Geciteerde passage -
:::::

Mijn lieve jongen
Door Aleksandr Skorobogatov, op Thu Jul 08 2021 16:00:00 GMT+0000Elke vrijdag pent een van onze zes vaste online correspondenten een brief. Aleksandr Skorobogatov richt zich in een serie van tien brieven tot zijn zoon Vladimir, die in 2002 op 15-jarige leeftijd in Rusland werd ontvoerd en vermoord. Dit is zijn tweede brief.
Op de ochtend van 13 augustus, op de ochtend van de ergste dag van mijn leven, bijna twintig jaar geleden, zat ik achter een computer. Wat deed ik precies die ochtend, wat was ik aan het schrijven? Ik herinner me het niet meer en het heeft geen belang.
Die ochtend kwam een e-mail van je stiefvader. Het bericht was erg kort, het lijkt me nu alsof hij me maar één zin had geschreven.

:::::

Aangeleverde vermeldingen -
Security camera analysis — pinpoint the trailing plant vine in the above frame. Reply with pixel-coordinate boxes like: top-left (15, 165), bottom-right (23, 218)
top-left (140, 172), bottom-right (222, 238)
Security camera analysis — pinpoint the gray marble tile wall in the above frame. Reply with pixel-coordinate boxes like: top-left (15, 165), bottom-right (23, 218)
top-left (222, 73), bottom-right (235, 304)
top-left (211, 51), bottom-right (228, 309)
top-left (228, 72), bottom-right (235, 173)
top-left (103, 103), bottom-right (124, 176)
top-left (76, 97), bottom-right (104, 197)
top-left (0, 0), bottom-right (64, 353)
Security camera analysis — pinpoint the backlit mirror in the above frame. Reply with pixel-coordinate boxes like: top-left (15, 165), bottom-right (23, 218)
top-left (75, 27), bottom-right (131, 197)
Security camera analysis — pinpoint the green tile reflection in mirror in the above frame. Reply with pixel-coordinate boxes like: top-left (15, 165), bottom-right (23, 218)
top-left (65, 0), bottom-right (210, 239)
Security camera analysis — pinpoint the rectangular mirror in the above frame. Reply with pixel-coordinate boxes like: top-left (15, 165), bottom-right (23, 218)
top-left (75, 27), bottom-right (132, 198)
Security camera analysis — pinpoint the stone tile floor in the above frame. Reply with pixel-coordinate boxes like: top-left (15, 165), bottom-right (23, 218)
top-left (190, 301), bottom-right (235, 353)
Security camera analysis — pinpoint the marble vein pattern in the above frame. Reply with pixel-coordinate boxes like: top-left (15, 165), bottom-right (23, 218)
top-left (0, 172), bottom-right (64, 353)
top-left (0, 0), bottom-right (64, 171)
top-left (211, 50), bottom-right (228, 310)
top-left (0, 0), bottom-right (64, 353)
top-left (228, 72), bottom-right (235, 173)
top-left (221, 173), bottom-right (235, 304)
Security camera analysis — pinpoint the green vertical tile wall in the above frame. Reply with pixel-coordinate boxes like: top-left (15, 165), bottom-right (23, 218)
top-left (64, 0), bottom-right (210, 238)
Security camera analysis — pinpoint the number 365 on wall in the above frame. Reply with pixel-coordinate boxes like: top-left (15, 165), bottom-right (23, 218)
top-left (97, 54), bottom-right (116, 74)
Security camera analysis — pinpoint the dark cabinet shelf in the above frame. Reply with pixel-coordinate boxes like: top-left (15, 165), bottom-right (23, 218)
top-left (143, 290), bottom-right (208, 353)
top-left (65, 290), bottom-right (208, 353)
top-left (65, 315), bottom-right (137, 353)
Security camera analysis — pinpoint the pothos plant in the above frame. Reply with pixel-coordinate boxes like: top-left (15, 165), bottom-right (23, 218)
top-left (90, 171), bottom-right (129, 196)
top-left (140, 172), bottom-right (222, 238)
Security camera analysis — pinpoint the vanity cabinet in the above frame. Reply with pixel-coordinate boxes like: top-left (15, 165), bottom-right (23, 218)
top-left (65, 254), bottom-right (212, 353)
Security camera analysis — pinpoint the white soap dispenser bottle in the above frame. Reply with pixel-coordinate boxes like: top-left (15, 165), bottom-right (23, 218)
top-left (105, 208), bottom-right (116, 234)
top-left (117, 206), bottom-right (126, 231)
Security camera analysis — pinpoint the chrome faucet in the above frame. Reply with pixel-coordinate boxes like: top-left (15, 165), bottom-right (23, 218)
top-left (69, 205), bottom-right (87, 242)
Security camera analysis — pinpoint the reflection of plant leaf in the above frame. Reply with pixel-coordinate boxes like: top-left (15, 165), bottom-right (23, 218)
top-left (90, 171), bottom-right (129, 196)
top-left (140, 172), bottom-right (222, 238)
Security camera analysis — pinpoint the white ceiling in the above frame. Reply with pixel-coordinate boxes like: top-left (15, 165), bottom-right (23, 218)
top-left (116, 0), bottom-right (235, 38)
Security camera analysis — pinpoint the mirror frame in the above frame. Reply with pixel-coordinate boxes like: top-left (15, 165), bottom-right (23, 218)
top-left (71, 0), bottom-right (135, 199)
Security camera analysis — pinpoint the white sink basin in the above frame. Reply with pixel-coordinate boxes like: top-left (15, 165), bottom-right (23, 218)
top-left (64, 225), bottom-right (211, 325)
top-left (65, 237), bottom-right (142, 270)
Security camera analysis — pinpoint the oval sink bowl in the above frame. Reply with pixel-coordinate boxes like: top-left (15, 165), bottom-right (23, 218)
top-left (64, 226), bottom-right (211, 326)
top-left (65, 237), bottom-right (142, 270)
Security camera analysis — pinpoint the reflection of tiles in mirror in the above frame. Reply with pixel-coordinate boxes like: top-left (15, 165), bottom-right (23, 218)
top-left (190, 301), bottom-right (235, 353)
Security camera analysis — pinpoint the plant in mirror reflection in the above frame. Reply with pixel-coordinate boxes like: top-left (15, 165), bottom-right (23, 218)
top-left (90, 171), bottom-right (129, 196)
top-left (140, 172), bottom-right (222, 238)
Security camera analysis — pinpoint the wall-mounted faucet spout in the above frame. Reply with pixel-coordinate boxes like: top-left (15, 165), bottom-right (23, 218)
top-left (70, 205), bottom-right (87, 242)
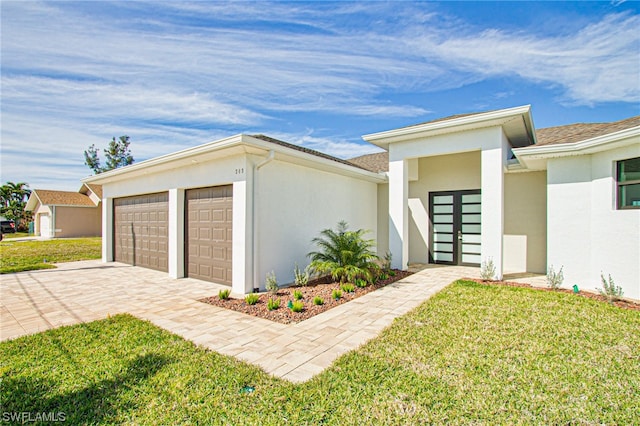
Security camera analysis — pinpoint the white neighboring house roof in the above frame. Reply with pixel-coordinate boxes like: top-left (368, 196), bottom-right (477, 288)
top-left (513, 116), bottom-right (640, 170)
top-left (362, 105), bottom-right (536, 149)
top-left (25, 186), bottom-right (102, 211)
top-left (82, 134), bottom-right (386, 184)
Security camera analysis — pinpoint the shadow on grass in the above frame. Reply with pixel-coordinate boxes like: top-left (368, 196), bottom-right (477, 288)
top-left (0, 354), bottom-right (172, 424)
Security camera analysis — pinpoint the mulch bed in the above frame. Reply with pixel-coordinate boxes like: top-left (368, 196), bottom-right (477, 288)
top-left (462, 278), bottom-right (640, 311)
top-left (200, 270), bottom-right (412, 324)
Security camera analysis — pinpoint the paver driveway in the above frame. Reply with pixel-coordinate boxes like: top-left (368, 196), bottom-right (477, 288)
top-left (0, 260), bottom-right (479, 382)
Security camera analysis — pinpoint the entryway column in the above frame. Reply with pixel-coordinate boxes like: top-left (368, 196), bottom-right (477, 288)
top-left (481, 146), bottom-right (505, 279)
top-left (389, 159), bottom-right (409, 269)
top-left (168, 188), bottom-right (185, 278)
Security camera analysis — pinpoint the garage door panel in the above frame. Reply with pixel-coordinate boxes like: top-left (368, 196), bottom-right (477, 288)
top-left (113, 192), bottom-right (169, 271)
top-left (185, 185), bottom-right (233, 285)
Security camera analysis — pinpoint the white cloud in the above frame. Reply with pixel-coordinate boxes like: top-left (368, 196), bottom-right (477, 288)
top-left (1, 1), bottom-right (640, 187)
top-left (414, 14), bottom-right (640, 105)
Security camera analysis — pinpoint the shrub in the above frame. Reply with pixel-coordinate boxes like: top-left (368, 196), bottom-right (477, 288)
top-left (355, 278), bottom-right (369, 288)
top-left (218, 288), bottom-right (231, 300)
top-left (307, 221), bottom-right (380, 283)
top-left (265, 271), bottom-right (278, 294)
top-left (291, 300), bottom-right (304, 312)
top-left (382, 251), bottom-right (393, 273)
top-left (340, 283), bottom-right (356, 293)
top-left (244, 293), bottom-right (260, 305)
top-left (378, 271), bottom-right (389, 281)
top-left (267, 297), bottom-right (280, 311)
top-left (293, 263), bottom-right (310, 286)
top-left (480, 258), bottom-right (496, 281)
top-left (547, 265), bottom-right (564, 290)
top-left (598, 274), bottom-right (624, 303)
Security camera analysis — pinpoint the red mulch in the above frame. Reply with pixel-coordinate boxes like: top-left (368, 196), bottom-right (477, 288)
top-left (200, 270), bottom-right (412, 324)
top-left (463, 278), bottom-right (640, 311)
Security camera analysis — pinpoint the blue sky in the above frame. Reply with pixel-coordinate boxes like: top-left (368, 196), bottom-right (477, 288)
top-left (0, 0), bottom-right (640, 190)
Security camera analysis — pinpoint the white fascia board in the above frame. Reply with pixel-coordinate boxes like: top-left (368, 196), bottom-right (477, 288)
top-left (81, 134), bottom-right (244, 184)
top-left (246, 136), bottom-right (387, 183)
top-left (24, 190), bottom-right (42, 212)
top-left (513, 126), bottom-right (640, 170)
top-left (362, 105), bottom-right (535, 149)
top-left (81, 134), bottom-right (386, 184)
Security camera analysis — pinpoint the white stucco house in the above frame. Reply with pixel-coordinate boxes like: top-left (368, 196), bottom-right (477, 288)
top-left (84, 106), bottom-right (640, 299)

:::::

Opdrachtvereisten -
1. Schrijf het gedeelte van de brief aan Vladimir van "Mijn lieve jongen" tot en met "heeft geen belang." woordelijk over.
2. Noem alle getallen in de brief aan Vladimir vanaf de woorden "Op de ochtend van 13 augustus", in cijfers of voluit geschreven. Lidwoorden tellen niet mee.
3. Zet de brief aan Vladimir voort na de laatste zin die er staat.
De vermeldingen vormen afzonderlijk materiaal en horen niet bij de brief aan Vladimir.

Antwoorden oefening -
1.
Mijn lieve jongen
Door Aleksandr Skorobogatov, op Thu Jul 08 2021 16:00:00 GMT+0000Elke vrijdag pent een van onze zes vaste online correspondenten een brief. Aleksandr Skorobogatov richt zich in een serie van tien brieven tot zijn zoon Vladimir, die in 2002 op 15-jarige leeftijd in Rusland werd ontvoerd en vermoord. Dit is zijn tweede brief.
Op de ochtend van 13 augustus, op de ochtend van de ergste dag van mijn leven, bijna twintig jaar geleden, zat ik achter een computer. Wat deed ik precies die ochtend, wat was ik aan het schrijven? Ik herinner me het niet meer en het heeft geen belang.

2.
- 13
- twintig
- één

3.
Sinds die vervloekte dag in augustus heb ik het niet meer herlezen en, zoals met jouw brieven, weet ik niet eens of het bewaard is gebleven. Net zoals bij jouw brieven besef ik dat nu pas, dat ik het bericht nadien niet enkel nooit meer heb herlezen, maar dat ik in alle jaren die sindsdien zijn verstreken ook niet heb geprobeerd het te vinden, en dat ik het zelfs nu, terwijl ik je al deze woorden schrijf, niet durf te doen.
‘Er is iets ergs gebeurd,’ schreef je stiefvader, ‘Vladimir is vermoord, de begrafenis is op vrijdag, kom met spoed.’
Zo hoorde je vader van jouw dood, van de dood van zijn in de steek gelaten zoon.
Een kwade grap? Dat was de eerste gedachte, maar ik wist natuurlijk dat het geen grap was.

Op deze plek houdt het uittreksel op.